(RECORDS PROVIDED)

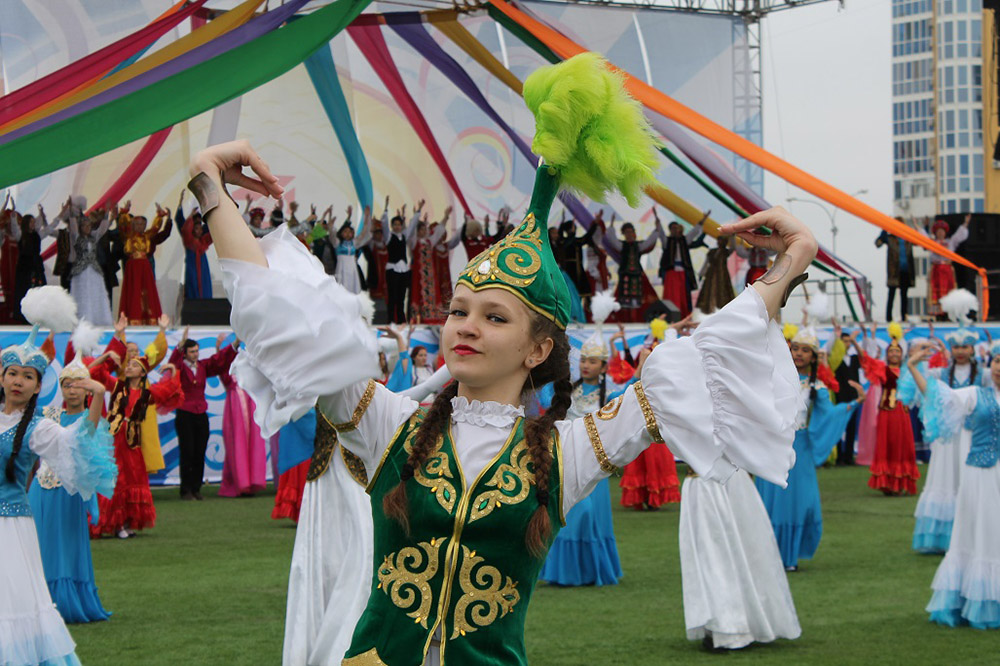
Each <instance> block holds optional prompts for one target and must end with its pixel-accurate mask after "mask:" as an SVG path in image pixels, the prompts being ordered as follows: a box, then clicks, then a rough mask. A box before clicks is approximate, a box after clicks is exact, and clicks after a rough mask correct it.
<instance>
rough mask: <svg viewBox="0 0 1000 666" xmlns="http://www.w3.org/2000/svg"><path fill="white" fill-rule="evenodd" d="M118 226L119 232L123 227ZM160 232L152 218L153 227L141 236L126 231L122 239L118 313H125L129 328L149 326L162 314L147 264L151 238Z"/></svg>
mask: <svg viewBox="0 0 1000 666" xmlns="http://www.w3.org/2000/svg"><path fill="white" fill-rule="evenodd" d="M119 226H120V227H121V228H122V229H123V231H124V229H125V228H127V225H125V226H122V225H121V223H119ZM159 230H160V218H156V221H155V222H154V223H153V228H152V229H149V230H147V231H144V232H142V233H134V232H130V233H128V234H127V235H126V236H125V256H126V257H128V259H127V260H126V261H125V275H124V276H123V277H122V293H121V300H120V302H119V303H118V313H119V315H120V314H121V313H125V316H126V318H128V323H129V324H130V325H132V326H153V325H155V324H156V320H157V319H159V318H160V315H161V314H163V311H162V310H161V309H160V295H159V292H157V290H156V276H154V275H153V266H152V264H150V263H149V254H150V253H151V252H152V251H153V248H154V246H153V239H154V237H155V236H156V235H157V233H158V232H159Z"/></svg>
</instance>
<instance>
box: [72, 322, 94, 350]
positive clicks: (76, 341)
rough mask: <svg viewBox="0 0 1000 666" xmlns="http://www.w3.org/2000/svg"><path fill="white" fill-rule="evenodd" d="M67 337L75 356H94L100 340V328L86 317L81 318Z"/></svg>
mask: <svg viewBox="0 0 1000 666" xmlns="http://www.w3.org/2000/svg"><path fill="white" fill-rule="evenodd" d="M69 339H70V341H71V342H72V343H73V349H75V350H76V353H77V356H96V355H97V350H98V349H99V346H100V342H101V330H100V329H98V328H95V327H94V325H93V324H91V323H90V322H89V321H87V320H86V319H81V320H80V323H79V324H77V326H76V330H74V331H73V335H71V336H70V338H69Z"/></svg>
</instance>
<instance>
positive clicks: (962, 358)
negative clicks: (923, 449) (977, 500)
mask: <svg viewBox="0 0 1000 666" xmlns="http://www.w3.org/2000/svg"><path fill="white" fill-rule="evenodd" d="M945 339H946V341H947V343H948V345H949V347H950V353H951V362H950V363H949V364H948V365H947V366H946V367H944V368H936V369H932V370H930V371H928V370H926V369H924V370H922V372H923V374H924V376H925V377H928V378H934V379H937V380H939V381H941V382H943V383H944V384H945V385H946V386H947V387H948V388H951V389H958V388H964V387H966V386H978V385H980V384H983V380H984V379H988V378H989V373H988V372H984V370H983V369H982V368H981V367H980V366H979V363H978V362H977V361H976V358H975V345H976V343H978V342H979V332H978V331H976V330H974V329H970V328H966V327H962V328H960V329H958V330H956V331H952V332H950V333H948V334H947V335H946V336H945ZM935 341H936V342H938V343H939V344H940V341H938V340H935ZM899 384H900V385H899V389H898V394H899V399H900V400H902V401H903V402H905V403H907V404H911V405H913V406H918V407H920V408H921V414H920V416H921V421H922V422H923V423H924V425H925V427H924V438H925V440H926V441H928V442H930V446H931V460H930V463H929V464H928V465H927V480H926V481H925V482H924V487H923V490H922V491H921V492H920V500H919V501H918V502H917V509H916V511H915V512H914V516H915V517H916V519H917V520H916V525H915V526H914V528H913V549H914V550H916V551H918V552H921V553H944V552H946V551H947V550H948V544H949V542H950V540H951V531H952V523H953V521H954V519H955V498H956V497H957V496H958V488H959V478H960V476H961V472H962V467H963V466H964V465H965V458H966V457H967V456H968V453H969V442H968V440H962V439H961V437H960V434H961V431H960V430H957V429H956V431H955V432H954V433H953V437H951V438H946V437H942V436H941V427H940V425H941V424H939V423H938V422H937V421H936V420H935V421H932V422H928V421H927V418H926V417H927V414H925V413H923V401H922V400H921V395H922V394H921V393H920V392H918V391H916V386H915V385H914V382H913V377H912V375H910V374H908V373H906V374H905V375H904V377H903V378H901V379H900V382H899ZM911 385H912V386H911Z"/></svg>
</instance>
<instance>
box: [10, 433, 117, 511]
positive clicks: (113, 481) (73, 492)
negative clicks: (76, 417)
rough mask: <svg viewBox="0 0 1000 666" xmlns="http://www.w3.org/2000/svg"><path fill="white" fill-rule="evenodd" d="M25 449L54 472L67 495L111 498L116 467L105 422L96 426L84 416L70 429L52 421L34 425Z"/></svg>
mask: <svg viewBox="0 0 1000 666" xmlns="http://www.w3.org/2000/svg"><path fill="white" fill-rule="evenodd" d="M28 446H29V447H31V450H32V451H33V452H34V453H35V455H37V456H38V457H39V458H41V459H42V460H43V461H45V463H46V464H47V465H48V466H49V467H50V468H51V469H52V471H53V472H55V474H56V476H58V477H59V481H60V482H61V483H62V487H63V488H65V489H66V492H68V493H70V494H72V495H80V496H81V497H83V499H85V500H87V499H90V498H91V497H92V496H93V495H94V493H100V494H101V495H104V496H105V497H111V496H112V494H113V493H114V490H115V479H116V477H117V475H118V466H117V465H116V464H115V454H114V446H113V438H112V437H111V433H110V432H109V431H108V422H107V421H105V420H104V419H101V420H100V422H98V424H97V426H94V423H93V422H92V421H91V420H90V419H89V418H87V417H86V416H85V417H83V418H81V419H80V420H78V421H77V422H76V423H74V424H72V425H70V426H61V425H59V424H58V423H56V422H55V421H53V420H52V419H48V418H45V419H41V420H39V421H38V423H37V424H35V428H34V429H33V430H32V431H31V437H30V439H29V440H28Z"/></svg>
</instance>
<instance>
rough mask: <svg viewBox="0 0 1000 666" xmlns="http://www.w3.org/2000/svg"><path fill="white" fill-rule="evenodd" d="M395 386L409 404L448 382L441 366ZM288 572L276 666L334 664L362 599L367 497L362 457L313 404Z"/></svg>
mask: <svg viewBox="0 0 1000 666" xmlns="http://www.w3.org/2000/svg"><path fill="white" fill-rule="evenodd" d="M442 370H443V371H439V372H437V373H435V376H434V377H433V379H432V380H431V381H428V382H426V383H424V384H421V385H420V386H414V387H413V388H412V389H408V390H406V391H403V393H402V394H403V395H405V396H406V397H409V398H411V399H413V400H416V401H417V402H421V401H423V400H425V399H426V398H427V397H428V396H430V395H431V394H433V393H436V392H438V391H440V390H441V388H442V387H443V386H444V385H445V384H446V383H447V382H448V381H450V380H451V375H449V374H448V371H447V370H446V369H442ZM316 417H317V419H316V439H315V444H314V448H313V453H312V457H311V459H310V460H309V462H308V472H307V480H306V483H305V488H304V489H303V491H302V502H301V506H302V508H301V510H300V512H299V520H298V527H297V528H296V531H295V548H294V550H293V551H292V567H291V571H290V572H289V575H288V604H287V607H286V612H285V641H284V649H283V650H282V660H281V663H282V666H307V665H309V666H311V665H312V664H331V665H333V664H339V663H340V662H341V660H343V658H344V653H345V652H346V651H347V648H348V647H350V644H351V635H352V634H353V633H354V626H355V625H356V624H357V622H358V618H359V617H361V612H362V611H363V610H364V608H365V605H366V604H367V603H368V595H369V593H370V592H371V577H372V539H373V537H372V517H371V500H370V499H369V498H368V496H367V495H366V494H365V488H366V487H367V486H368V477H367V472H366V471H365V466H364V463H363V462H362V461H361V459H360V458H358V457H357V456H356V455H354V454H353V453H351V452H350V451H348V450H347V449H346V448H344V447H343V446H342V445H341V443H340V441H339V439H340V437H342V438H344V439H348V438H350V437H351V434H350V433H344V434H343V435H342V436H340V437H338V434H337V430H336V428H335V427H334V426H333V424H332V423H330V421H329V420H328V419H327V418H326V416H324V415H323V413H322V412H321V411H319V410H317V415H316Z"/></svg>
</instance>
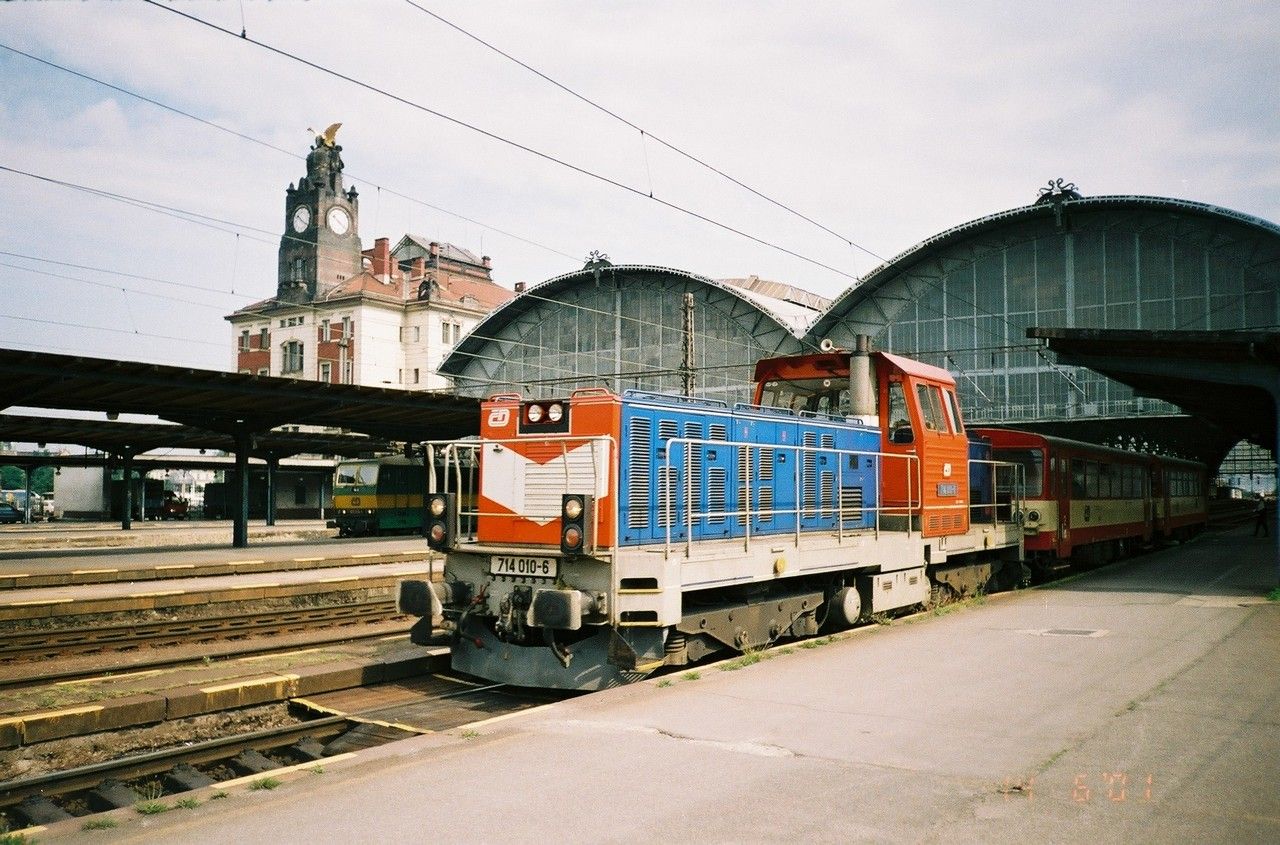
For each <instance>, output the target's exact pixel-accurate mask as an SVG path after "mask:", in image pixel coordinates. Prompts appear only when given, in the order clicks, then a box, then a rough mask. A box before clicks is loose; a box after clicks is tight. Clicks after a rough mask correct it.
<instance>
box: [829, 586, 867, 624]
mask: <svg viewBox="0 0 1280 845" xmlns="http://www.w3.org/2000/svg"><path fill="white" fill-rule="evenodd" d="M861 616H863V597H861V595H859V593H858V588H855V586H842V588H840V589H838V590H836V594H835V595H832V597H831V598H829V599H827V626H828V627H829V629H831V630H833V631H842V630H845V629H846V627H852V626H854V625H856V624H858V620H860V618H861Z"/></svg>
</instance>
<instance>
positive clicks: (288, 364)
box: [280, 341, 302, 373]
mask: <svg viewBox="0 0 1280 845" xmlns="http://www.w3.org/2000/svg"><path fill="white" fill-rule="evenodd" d="M282 348H283V350H284V357H283V360H282V361H280V371H282V373H301V371H302V342H301V341H288V342H287V343H284V346H283V347H282Z"/></svg>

(End RECORDS PROVIDED)

# [WHAT IS NEEDED]
Copy out in full every line above that contains the word "positive".

# [ANSWER TO THE EXERCISE]
positive clicks: (76, 341)
positive clicks: (962, 358)
positive clicks: (113, 481) (73, 492)
positive clicks: (288, 364)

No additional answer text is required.